Referring expression pointing data:
↓↓↓
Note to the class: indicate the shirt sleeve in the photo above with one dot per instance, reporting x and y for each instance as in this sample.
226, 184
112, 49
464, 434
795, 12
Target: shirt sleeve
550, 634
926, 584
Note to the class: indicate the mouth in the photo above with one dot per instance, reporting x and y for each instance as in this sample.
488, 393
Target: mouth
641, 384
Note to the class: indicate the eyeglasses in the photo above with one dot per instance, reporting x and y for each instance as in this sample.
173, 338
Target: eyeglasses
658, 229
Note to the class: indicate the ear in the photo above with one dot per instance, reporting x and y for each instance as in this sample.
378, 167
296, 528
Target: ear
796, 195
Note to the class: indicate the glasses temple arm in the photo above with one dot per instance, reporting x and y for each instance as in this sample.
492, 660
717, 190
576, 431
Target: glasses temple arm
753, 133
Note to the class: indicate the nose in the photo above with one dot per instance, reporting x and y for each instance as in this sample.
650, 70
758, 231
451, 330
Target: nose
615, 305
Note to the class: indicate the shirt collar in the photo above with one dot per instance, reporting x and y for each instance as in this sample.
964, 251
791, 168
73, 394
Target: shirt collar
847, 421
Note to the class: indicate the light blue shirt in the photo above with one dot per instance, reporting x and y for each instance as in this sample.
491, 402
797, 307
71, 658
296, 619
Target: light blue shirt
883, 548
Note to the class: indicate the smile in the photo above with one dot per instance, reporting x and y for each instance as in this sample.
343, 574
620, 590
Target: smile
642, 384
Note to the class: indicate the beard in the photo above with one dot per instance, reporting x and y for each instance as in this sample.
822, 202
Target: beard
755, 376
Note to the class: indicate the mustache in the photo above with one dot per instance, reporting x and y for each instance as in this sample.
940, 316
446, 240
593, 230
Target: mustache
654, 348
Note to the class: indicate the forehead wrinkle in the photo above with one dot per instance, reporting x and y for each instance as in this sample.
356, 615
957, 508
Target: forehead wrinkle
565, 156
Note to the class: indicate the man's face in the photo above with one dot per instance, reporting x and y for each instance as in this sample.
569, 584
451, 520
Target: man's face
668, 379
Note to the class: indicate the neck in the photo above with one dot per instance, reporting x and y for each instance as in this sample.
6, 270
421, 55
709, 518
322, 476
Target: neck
↑↑↑
● **What the task requires**:
Each entry above has to be transcribed exactly as it appears.

● **Output**:
Note to the class: indicate the shirt sleeve in the photo above with one dot per instance, reporting x and y for each instance as in this sample.
226, 184
112, 49
464, 434
795, 12
Target: shirt sleeve
550, 634
926, 584
Note to the class: indicate the mouth in the photo above with one dot per instance, reporting x and y for each instance as in this sample.
488, 393
Target: mouth
641, 384
Note to the class: indicate the eyeglasses in the photo above with one dot per instance, reporting x and y for each instance as in this sample.
173, 338
Target: eyeglasses
658, 229
Note to the class: indicate the ear in the photo above with one dot per instance, reporting x and y for each instance as in this sample.
378, 167
296, 528
Target: ear
796, 195
Note to the class: indicate the glasses temple arm in the photo above with one dot per instance, reporting x and y for each instance as in this sample.
492, 660
717, 190
576, 431
Target: glasses temple arm
753, 133
Note to the class: indicate the nose in the photo above with one dot per instance, reporting x and y for each instance as in this sample.
650, 70
758, 231
451, 330
Target: nose
615, 305
Note to the class: indicate the shirt collar in the photo above with one dot per instance, reporting x and y for each instance as in this sample.
964, 251
791, 168
73, 394
Target: shirt collar
847, 421
Note to the class: indicate the light blue shirt in the photo above with one dot per instance, reporting x and y for each instance as in this sample.
491, 402
797, 307
71, 658
296, 619
Target: light blue shirt
883, 548
Note to the class: indicate the smile in the photo above with one dot per instance, reporting x and y for each instance as in this sample.
343, 574
620, 590
Target: smile
642, 384
Note to the class: indicate the beard in the photo above with one dot per instance, reporting x and y for each instance as in this sample.
822, 202
Target: beard
755, 376
Note to the class: indicate the mustache in the photo above with one dot per instance, reporting x and y for each instance as in this sample.
940, 316
446, 240
593, 230
Target: mustache
654, 348
Note to the class: indicate the forehead wrinkle in the photo above with one dot per instance, reporting x and y for each instance as in this sample.
356, 615
957, 508
Target: forehead wrinkle
565, 156
Note to the class: indicate the man's face in the photo above with one dot per instance, reporting x and y for each instance as in this sample.
569, 584
451, 520
Target: man's face
668, 379
Note to the class: indicate the neck in the photo above with one dot per instance, reporting x and y for each instance as in this sample.
6, 270
421, 55
709, 518
322, 476
Target: neck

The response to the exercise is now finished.